INSTRUCCIÓN A:
Imprime el pasaje del texto sobre la obra de Lizette Arditti que va de "Volcán, inmensa boca, que" a "de la tierra.", ambos incluidos, sin alterar nada.
INSTRUCCIÓN B:
Según el texto sobre la obra de Lizette Arditti, ¿qué medio "lleva el más por delante"?
INSTRUCCIÓN C:
Por favor, escribe la continuación del texto sobre la obra de Lizette Arditti a partir de su última oración.

A mí en lo particular me remite a algo profundo, un organismo de palabras significante, significativo, el eco de una esfera de otro orden.  A otros puede –y seguramente lo hará- insinuarles diversísimos sentimientos, acontecimientos, un sinfín de cuestiones felices o dolorosas, en virtud de lo que no necesita explicaciones (no debe tenerlas): el arte. 
            Volcán, inmensa boca, que grita e invade los aires todos, no sólo aquellos que lo circundan.  Que convoca al agua para que sacie la sed, el ardor de la tierra. 
El artista, Lizette Arditti en este caso, reproduce la luz, cosa sumamente difícil si no se tiene con qué, y esto lo dan los años de cultivar no sólo un medio expresivo, sino la vía que éste ofrece hacia el interior, la verdad y la belleza, el bienestar y la miseria cara a cara, corriendo riesgos, aceptando desafíos, pese a que impliquen desafinación, caída personal, entrecomillado error; en una palabra, aflicción.  Dependiendo del medio elegido para comunicar todo esto, el hacedor ofrecerá sus hallazgos de manera más o menos sutil.  Aquí, la acuarela lleva el más por delante:  al fluir suave aunque intensamente, entra a la esfera del tiempo y, a su modo, hace estallar el presente.    Como si los elementos con que se mueve tuvieran conciencia propia, como si el ser humano fuera mero vehículo, conciencia a su vez, sí, pero de dimensiones distintas.

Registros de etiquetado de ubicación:
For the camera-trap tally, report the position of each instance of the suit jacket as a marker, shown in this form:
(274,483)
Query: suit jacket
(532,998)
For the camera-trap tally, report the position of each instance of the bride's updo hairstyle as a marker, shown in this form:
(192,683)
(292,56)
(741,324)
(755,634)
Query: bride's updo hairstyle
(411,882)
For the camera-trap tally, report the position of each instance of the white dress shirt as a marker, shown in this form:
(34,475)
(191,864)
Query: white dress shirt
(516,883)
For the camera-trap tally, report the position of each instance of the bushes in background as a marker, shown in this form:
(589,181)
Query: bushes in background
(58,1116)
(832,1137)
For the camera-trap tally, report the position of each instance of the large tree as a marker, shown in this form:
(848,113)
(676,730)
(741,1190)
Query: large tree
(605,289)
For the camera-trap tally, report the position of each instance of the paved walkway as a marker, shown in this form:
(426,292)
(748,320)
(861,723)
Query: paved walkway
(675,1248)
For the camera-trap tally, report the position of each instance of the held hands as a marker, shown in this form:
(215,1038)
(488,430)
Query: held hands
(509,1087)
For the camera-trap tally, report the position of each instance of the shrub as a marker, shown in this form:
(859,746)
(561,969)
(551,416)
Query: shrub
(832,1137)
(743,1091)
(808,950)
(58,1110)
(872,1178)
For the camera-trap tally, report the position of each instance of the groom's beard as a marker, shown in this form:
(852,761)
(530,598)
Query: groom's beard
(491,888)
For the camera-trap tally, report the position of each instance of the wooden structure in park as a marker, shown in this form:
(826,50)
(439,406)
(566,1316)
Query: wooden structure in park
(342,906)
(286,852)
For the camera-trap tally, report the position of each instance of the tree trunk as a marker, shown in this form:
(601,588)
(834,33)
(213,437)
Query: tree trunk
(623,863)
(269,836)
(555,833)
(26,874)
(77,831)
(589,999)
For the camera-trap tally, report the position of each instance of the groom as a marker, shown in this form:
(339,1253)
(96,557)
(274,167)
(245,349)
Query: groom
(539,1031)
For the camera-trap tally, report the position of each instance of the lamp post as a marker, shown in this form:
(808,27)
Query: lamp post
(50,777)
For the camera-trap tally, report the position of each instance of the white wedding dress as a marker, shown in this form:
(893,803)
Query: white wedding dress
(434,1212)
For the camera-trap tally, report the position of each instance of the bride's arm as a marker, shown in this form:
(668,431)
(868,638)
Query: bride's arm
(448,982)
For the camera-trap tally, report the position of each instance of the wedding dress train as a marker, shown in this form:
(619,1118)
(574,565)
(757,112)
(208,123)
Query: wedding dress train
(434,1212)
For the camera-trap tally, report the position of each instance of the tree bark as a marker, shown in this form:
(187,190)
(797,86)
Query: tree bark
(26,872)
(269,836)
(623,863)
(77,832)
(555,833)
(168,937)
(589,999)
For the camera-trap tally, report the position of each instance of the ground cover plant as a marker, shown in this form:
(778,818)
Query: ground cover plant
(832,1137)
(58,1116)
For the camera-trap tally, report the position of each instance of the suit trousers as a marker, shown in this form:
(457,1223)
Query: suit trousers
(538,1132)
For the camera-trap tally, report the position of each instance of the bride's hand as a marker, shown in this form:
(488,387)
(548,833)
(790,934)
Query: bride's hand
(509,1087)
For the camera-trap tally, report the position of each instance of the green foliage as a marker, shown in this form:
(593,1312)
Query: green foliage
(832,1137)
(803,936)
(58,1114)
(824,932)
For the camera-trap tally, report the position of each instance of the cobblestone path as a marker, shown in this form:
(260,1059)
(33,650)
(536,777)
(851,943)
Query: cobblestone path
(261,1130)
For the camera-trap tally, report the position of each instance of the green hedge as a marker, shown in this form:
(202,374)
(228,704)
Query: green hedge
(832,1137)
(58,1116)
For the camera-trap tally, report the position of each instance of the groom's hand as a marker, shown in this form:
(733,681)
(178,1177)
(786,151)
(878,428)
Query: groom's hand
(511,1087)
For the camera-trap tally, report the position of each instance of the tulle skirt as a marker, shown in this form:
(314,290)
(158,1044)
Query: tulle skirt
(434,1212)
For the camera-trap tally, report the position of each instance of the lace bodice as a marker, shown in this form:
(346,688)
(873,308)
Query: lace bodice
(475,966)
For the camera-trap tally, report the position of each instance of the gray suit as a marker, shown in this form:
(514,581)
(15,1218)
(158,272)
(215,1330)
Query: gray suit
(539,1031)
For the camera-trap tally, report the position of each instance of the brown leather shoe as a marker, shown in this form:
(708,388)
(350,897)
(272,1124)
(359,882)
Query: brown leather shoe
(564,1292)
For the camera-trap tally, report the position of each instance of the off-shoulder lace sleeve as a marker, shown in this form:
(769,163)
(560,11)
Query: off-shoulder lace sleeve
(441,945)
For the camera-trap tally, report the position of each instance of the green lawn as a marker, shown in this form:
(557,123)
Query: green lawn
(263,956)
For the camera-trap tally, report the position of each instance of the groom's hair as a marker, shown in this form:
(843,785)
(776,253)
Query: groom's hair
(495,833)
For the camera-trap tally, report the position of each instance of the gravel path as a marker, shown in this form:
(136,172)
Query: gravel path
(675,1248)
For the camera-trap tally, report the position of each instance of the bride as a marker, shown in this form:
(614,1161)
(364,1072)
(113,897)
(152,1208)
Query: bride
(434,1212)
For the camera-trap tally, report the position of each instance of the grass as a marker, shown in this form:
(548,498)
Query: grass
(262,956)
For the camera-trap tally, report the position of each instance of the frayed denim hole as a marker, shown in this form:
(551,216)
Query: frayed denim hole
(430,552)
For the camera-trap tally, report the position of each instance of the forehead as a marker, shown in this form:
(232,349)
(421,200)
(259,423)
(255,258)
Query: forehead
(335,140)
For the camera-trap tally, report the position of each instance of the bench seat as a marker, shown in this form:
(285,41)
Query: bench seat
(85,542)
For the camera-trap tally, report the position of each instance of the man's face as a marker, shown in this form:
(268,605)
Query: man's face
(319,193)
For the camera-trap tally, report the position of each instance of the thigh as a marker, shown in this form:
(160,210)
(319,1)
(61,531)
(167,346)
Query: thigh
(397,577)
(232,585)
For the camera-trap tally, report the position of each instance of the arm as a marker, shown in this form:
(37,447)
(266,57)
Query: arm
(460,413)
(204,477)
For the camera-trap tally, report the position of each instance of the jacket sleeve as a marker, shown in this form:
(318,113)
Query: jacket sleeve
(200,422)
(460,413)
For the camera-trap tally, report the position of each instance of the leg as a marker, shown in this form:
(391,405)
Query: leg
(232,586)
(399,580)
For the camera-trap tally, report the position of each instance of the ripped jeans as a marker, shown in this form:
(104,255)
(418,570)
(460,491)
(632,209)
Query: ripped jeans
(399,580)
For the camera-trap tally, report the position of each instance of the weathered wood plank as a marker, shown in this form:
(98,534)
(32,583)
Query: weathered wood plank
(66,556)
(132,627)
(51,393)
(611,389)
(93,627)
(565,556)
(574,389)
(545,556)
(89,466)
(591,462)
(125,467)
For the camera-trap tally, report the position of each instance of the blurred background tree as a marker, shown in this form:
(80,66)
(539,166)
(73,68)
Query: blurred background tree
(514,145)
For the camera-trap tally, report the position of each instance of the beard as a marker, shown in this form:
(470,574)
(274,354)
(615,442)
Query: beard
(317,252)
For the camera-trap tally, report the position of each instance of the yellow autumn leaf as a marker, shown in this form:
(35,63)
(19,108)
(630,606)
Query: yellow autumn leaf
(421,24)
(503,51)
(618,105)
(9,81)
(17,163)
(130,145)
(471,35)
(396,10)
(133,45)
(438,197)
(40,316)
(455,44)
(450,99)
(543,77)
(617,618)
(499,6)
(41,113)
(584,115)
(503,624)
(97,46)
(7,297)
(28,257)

RESULTADO A:
Volcán, inmensa boca, que grita e invade los aires todos, no sólo aquellos que lo circundan.  Que convoca al agua para que sacie la sed, el ardor de la tierra.

RESULTADO B:
La acuarela.

RESULTADO C:
            Emily Dickinson poseía la palabra que tal pareciera que Lizette Arditti ha aprovechado en su pincel.  Ambas comparten esa suerte de diálogo entre naturaleza y naturaleza humana:

                        1302   
            Creo que el agua es la raíz del viento,
            no sonaría tan hondo,
            de ser producto del firmamento,
            aires de océano sin fondo.

            Oye la marea, sopla,
            mediterránea entonación.
            Hay en la atmósfera sola
            una marítima convicción.

¿Es el universo en sí quien entra en escena, gracias a una realidad que se ve a sí misma, se vuelve ella misma en otras, o es la luz quien entra en escena?  Pienso que es lo segundo, algo avasallador.  En virtud de la luz concebida como personaje absoluto, en cuya trayectoria todo va cambiando constantemente, las cosas se amoldan a su propio destino, a su propio tiempo.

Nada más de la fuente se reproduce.